___ SELECTED EXCERPT

Lek Securities Corporation (“LEK”), a US-registered broker-dealer and Samuel Lek, its 70 percent owner and chief executive officer, were sued by the Securities and Exchange Commission for facilitating manipulative trading activity by its customer, Avalon FA Ltd, a non-US entity, and its two control persons, Nathan Fayyer and Serge Pustelnik.

According to the SEC’s complaint, Avalon engaged in two types of manipulative conduct: layering and cross-market manipulation involving equities and related options from December 2010 through at least September 2016.

The SEC alleged that on “hundreds of thousands of instances” during this period, Avalon placed false orders in various stocks on one side of a marketplace to drive a stock’s price up or down. It did this, said the SEC, “to trick and induce other market participants to execute against Avalon’s bona fide orders (i.e., orders that Avalon did intend to execute) for the same stock on the opposite side of the market.” After executing its legitimate orders at more favorable prices, Avalon cancelled its other-side-of-the-market layering or spoofing orders, the SEC claimed.

In addition, charged the SEC, from April 2012 through December 2015, Avalon bought and sold stocks at losses in order to influence the market for corresponding options on the stocks. Avalon then made a profit by trading these options at “artificial prices,” said the SEC.

The SEC alleged that Avalon generated more than US $28 million of profits during the relevant time period through its illicit trading activity.

In its complaint, the SEC charged that LEK and Mr. Lek were aware of Avalon’s improper activities when, among other things, Mr.Lek received an email in May 2012 explicitly describing the layering scheme from an individual who shortly afterwards became an Avalon trade group leader, as well as when regulators, exchanges and other market participants alerted LEK and Mr. Lek on various occasions from 2012 through 2016 that they were concerned that Avalon was engaging in layering. In many instances, said the SEC, the regulators provided LEK and Mr. Lek with “detailed descriptions” of Avalon’s supposed problematic conduct.

The SEC said that LEK and Mr. Lek received similar information from regulators that Avalon’s cross-market activity was also potentially manipulative beginning in August 2012 through the present. Mr. Lek also authorized the relaxation of triggering thresholds for software used by LEK to prevent layering activity for Avalon at the request of Mr. Pustelnik, charged the SEC. During the relevant time period Mr. Pustelnik was first a foreign finder for LEK and later a registered representative – while at all times retaining his association with Avalon.

The SEC filed its complaint in a federal court in New York City. Among other remedies, the SEC seeks injunctions, disgorgement and fines against each of the defendants.

Last year, a decision by the Financial Industry Regulation Authority to fine LEK US $100,000 for failing to establish and implement adequate anti-money laundering procedures was upheld by the National Adjudicatory Council – a FINRA committee that reviews initial decisions from disciplinary and membership proceedings. A FINRA panel found after a hearing in 2014, that from January 1, 2008, through October 31, 2010, LEK’s AML procedures were inadequate because they “contained little guidance with regard to manipulative trading that might require the filing of a suspicious activity report.” (Click here for details of this decision in the article, "Just Calling Sam Is Inadequate Substitute for Robust AML Procedures Even at Small Broker-Dealer Rules FINRA Adjudicatory Council" in the October 16, 2016 edition of Bridging the Week.)

______

WRITTEN REQUEST A — In the Lek Securities article, how much in profits did the SEC allege Avalon generated through its illicit trading activity?
WRITTEN REQUEST B — Decide whether each statement agrees with the Lek Securities article, answering yes or no and quoting the deciding words: (i) Samuel Lek owns 70 percent of LEK. (ii) The SEC filed its complaint in a federal court in Chicago. (iii) FINRA fined LEK US $100,000 over its anti-money laundering procedures.
WRITTEN REQUEST C — Carry the Lek Securities article forward from its final sentence.
The entries after the Lek Securities article are separate material.

___ LISTED ENTRIES

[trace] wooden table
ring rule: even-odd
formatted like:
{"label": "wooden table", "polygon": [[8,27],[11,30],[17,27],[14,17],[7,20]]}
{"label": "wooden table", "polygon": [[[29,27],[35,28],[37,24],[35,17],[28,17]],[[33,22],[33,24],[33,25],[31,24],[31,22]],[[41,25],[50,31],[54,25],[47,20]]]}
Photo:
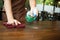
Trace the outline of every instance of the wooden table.
{"label": "wooden table", "polygon": [[0,22],[0,40],[60,40],[60,22],[26,23],[24,29],[7,29]]}

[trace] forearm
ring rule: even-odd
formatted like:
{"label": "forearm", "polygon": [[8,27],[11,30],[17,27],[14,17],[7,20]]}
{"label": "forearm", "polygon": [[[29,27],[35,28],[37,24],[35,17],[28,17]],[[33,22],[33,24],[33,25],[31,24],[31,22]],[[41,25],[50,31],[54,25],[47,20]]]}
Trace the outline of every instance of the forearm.
{"label": "forearm", "polygon": [[36,7],[36,0],[29,0],[30,8],[34,9]]}
{"label": "forearm", "polygon": [[11,8],[11,0],[4,0],[4,7],[7,15],[7,20],[12,20],[12,8]]}

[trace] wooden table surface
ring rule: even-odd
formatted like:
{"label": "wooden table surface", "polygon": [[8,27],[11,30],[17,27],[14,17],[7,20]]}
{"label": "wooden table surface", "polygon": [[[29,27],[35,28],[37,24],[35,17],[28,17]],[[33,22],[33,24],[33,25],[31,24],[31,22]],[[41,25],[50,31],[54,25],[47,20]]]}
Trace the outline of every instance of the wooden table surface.
{"label": "wooden table surface", "polygon": [[0,40],[60,40],[60,22],[26,23],[24,29],[7,29],[0,22]]}

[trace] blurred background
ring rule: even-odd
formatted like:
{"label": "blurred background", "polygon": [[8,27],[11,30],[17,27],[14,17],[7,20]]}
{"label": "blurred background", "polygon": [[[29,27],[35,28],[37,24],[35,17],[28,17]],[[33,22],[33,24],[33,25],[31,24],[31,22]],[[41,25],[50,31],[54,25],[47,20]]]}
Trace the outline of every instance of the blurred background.
{"label": "blurred background", "polygon": [[[26,0],[25,7],[30,10],[29,2]],[[60,21],[60,0],[36,0],[39,11],[38,21]],[[0,0],[0,20],[2,20],[3,0]]]}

______

WRITTEN RESPONSE A — More than US $28 million.

WRITTEN RESPONSE B —
(i) Yes: "Samuel Lek, its 70 percent owner and chief executive officer"
(ii) No: "The SEC filed its complaint in a federal court in New York City."
(iii) Yes: "fine LEK US $100,000 for failing to establish and implement adequate anti-money laundering procedures"

WRITTEN RESPONSE C —
Compliance Weeds: As the SEC’s action against LEK and Mr. Lek, as well as the Commodity Futures Trading Commission’s recent enforcement action against Advantage Futures LLC and two of its principals demonstrates, neither the SEC nor the CFTC appear hesitant to bring an enforcement action against a registrant if the registrant fails to take what the regulators consider to be responsible appropriate action in the face of well-supported allegations of wrongdoing by a customer. Advantage, Joseph Guinan, its majority owner and chief executive officer, and William Steele, who until May 2016 was Advantage’s chief risk officer, recently settled charges brought by the CFTC related to the firm’s handling of the trading account of one customer in response to three exchanges’ warnings regarding the customer’s possibly illicit trading conduct. According to the CFTC, between June 2012 and April 2013, three exchanges alerted Advantage to concerns they had regarding the trading of one unspecified customer’s account, which they thought might constitute disorderly trading, spoofing and manipulative behavior, in violation of the exchanges’ relevant rules. The CFTC claimed that, initially, Advantage failed “to adequately respond to the Exchange inquiries and did not conduct a meaningful inquiry into the suspicious trading.” Only after the three exchanges threatened to hold Advantage responsible for its customer’s conduct, did Advantage cut off the trader’s access to three exchanges. However, noted the CFTC, Advantage failed to augment its oversight of the trader’s remaining trading or control his access to other exchanges “despite knowing that he employed the same strategy across all markets.” (Click here for details of this enforcement action in the article “FCM, CEO and CRO Sued by CFTC for Failure to Supervise and Risk-Related Offenses” in the September 25, 2016 edition of Bridging the Week.) Registrants should consider developing databases that permit them to log all regulatory inquiries and other extraordinary matters regarding their customers so they can more systematically evaluate potential red flags regarding customers’ conduct.


Legal Weeds: The SEC has recently brought and settled multiple enforcement actions against companies for including in their severance agreements standard language that required employees to waive monetary recovery for discussing any matter regarding their employment with a government agency with jurisdiction over the companies. The SEC claimed that this language violated applicable whistleblower protections under law and its rules. In light of these recent actions, companies that are SEC registrants or SEC regulated, as well as Commodity Futures Trading Commission registrants and entities subject to CFTC rules, are encouraged to review their form employment and severance agreements and employee policies to ensure that they do not contain confidentiality requirements that could be interpreted by the SEC or the CFTC as preventing an employee from making a whistleblower complaint. (Click here for background and more practical advice in a February 23, 2017 Advisory by Katten Muchin Rosenman LLP entitled “Whistleblower Protection: Recent Cautionary Tales and New Best Practices.”)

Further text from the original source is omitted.